--- Gegeven tekst ---
Bijlage I bij het Besluit beheer sociale-huursector wordt vervangen door bijlage I die is opgenomen in de bijlage bij deze regeling.

ARTIKEL II

Deze regeling treedt in werking met ingang van 1 juli 2013.

Deze regeling zal met de toelichting en de bijlage in de Staatscourant worden geplaatst.

’s-Gravenhage, 14 juni 2013

De Minister voor Wonen en Rijksdienst, S.A. Blok.

BIJLAGE BIJ DE REGELING VAN DE MINISTER VOOR WONEN EN RIJKSDIENST VAN 14 JUNI 2013, CZW2013-0000335642, TOT WIJZIGING VAN BIJLAGE I BIJ HET BESLUIT BEHEER SOCIALE-HUURSECTOR (AANPASSING GEGEVENSOPVRAAG FORECAST 2013 EN PROGNOSEJAREN 2014 TOT EN MET 2018)

Bijlage I bij artikel 25b, tweede lid, van het Besluit beheer sociale-huursector dPi (de Prospectieve informatie) forecast 2013 en prognosejaren 2014 tot en met 2018

TOELICHTING

Met deze regeling is bijlage I bij het Besluit beheer sociale-huursector (Bbsh) gewijzigd.

Bijlage I bij het Bbsh geeft een overzicht van de prospectieve informatie (dPi) die door de toegelaten instellingen jaarlijks moet worden verstrekt. Het betreft de vooruitzichten van de toegelaten instellingen voor de komende vijf jaar. De eerstvolgende prognosegegevens moeten voor 1 februari 2014 worden verstrekt en betreffen de jaren 2014 tot en met 2018.

--- Verzamelde gegevens ---
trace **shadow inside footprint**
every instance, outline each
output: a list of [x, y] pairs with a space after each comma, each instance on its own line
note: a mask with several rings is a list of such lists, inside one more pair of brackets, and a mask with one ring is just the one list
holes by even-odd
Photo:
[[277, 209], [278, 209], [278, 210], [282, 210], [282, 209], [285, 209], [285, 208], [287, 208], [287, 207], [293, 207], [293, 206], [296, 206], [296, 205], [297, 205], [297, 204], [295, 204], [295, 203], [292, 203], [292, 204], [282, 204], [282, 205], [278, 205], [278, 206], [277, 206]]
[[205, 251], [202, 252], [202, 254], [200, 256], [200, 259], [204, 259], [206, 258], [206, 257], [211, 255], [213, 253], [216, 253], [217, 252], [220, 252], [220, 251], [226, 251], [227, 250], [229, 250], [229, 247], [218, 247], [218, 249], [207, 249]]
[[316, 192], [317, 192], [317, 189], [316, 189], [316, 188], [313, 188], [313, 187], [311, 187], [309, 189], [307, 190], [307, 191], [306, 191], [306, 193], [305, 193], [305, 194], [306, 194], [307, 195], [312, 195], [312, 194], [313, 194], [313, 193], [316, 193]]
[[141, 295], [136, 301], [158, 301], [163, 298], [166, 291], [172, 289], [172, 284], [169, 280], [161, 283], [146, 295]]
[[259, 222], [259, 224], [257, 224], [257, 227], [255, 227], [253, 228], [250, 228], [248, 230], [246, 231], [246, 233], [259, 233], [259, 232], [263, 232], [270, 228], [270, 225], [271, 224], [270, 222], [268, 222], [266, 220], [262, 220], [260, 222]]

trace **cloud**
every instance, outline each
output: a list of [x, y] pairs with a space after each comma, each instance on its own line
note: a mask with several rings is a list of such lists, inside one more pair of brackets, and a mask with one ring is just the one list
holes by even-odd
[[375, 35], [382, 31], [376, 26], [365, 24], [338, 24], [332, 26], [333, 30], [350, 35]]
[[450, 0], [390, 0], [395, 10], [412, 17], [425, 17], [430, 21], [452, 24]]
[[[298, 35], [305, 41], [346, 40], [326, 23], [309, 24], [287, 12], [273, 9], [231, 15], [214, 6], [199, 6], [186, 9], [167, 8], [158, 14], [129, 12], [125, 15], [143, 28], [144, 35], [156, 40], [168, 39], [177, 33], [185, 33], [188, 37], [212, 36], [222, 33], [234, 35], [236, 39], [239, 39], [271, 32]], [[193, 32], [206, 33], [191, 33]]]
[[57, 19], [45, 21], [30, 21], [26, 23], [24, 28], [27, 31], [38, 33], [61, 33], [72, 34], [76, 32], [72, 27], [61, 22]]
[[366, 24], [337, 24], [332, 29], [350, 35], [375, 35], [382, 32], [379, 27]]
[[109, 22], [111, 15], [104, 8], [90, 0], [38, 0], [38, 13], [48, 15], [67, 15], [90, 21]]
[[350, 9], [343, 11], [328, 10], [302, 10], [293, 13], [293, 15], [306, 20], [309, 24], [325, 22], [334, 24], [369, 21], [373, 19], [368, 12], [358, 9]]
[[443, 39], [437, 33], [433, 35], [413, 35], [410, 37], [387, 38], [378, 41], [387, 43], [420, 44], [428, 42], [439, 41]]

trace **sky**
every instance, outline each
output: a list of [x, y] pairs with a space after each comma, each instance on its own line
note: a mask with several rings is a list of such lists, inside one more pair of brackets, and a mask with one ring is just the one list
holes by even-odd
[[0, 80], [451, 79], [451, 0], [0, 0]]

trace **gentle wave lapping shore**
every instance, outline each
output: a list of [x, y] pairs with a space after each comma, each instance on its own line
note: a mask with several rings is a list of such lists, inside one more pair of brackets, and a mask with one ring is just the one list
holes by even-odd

--- Opdracht A ---
Beantwoord aan de hand van de tekst over het Besluit beheer sociale-huursector de volgende vragen.
(i) Met ingang van welke datum treedt de regeling in werking?
(ii) Wie heeft de regeling ondertekend?
(iii) Vóór welke datum moeten de eerstvolgende prognosegegevens worden verstrekt?
--- Opdracht B ---
Vervolg de tekst over het Besluit beheer sociale-huursector vanaf het punt waar die ophoudt.
De gegevens hebben niets met de tekst over het Besluit beheer sociale-huursector te maken.

--- Antwoord opdracht A ---
(i) Met ingang van 1 juli 2013.
(ii) De Minister voor Wonen en Rijksdienst, S.A. Blok.
(iii) Vóór 1 februari 2014.

--- Antwoord opdracht B ---
Jaarlijks worden de prognosegegevens in meer of mindere mate aangepast. Dit jaar zijn de volgende wijzigingen aangebracht:

  • In hoofdstuk 3.1 over de operationele kasstromen is een splitsing aangebracht tussen activiteiten die kunnen worden aangemerkt als diensten van algemeen economisch belang (daeb) en andere activiteiten (niet-daeb). De toegelaten instellingen kennen inmiddels de specificatie van hun huidig en toekomstig bezit in daeb en niet-daeb. Dergelijke specificaties zijn al opgenomen in de verantwoordingsinformatie.

  • In hoofdstuk 3 over de financiële prognose is onder ‘3.1 kasstroomoverzicht bij operationele kasstromen’ een onderscheid ingevoerd tussen enerzijds de saneringsheffing en anderzijds de beoogde verhuurdersheffing om zo zicht te krijgen op de opgave van de volumes van deze te onderscheiden posten. De verhuurdersheffing is ook geen sectorspecifieke heffing.

  • In hoofdstuk 3 over de financiële prognose zijn onder ‘3.2.1 toelichtingen kasstroomoverzicht’ vragen over de rentabiliteitswaardecorrectie vervallen. Deze komen in gewijzigde vorm terug in de verantwoordingsinformatie.

  • In hoofdstuk 3 over de financiële prognose zijn onder ‘3.2.3 toelichtingen kasstroomoverzicht de uitgangspunten en parameters kasstroomprognose’, vragen opgenomen over de door de toegelaten instelling gehanteerde parameters. Hier is een splitsing aangebracht tussen de uitgangspunten en parameters die worden toegepast voor daeb en niet-daeb bezit, voor zover er een verschil aanwezig is. De exploitatie en met name het beleid rond huurprijsstijgingen in het niet-daeb bezit kan aanzienlijk afwijken van die in het daeb bezit. Gemiddelden in hierin te hanteren stijgingspercentages kunnen in dat geval een vertekend beeld geven. Daarom is in de parameters deze aanvullende vraag ten aanzien van uitgangspunten voor het niet-daeb bezit, noodzakelijk.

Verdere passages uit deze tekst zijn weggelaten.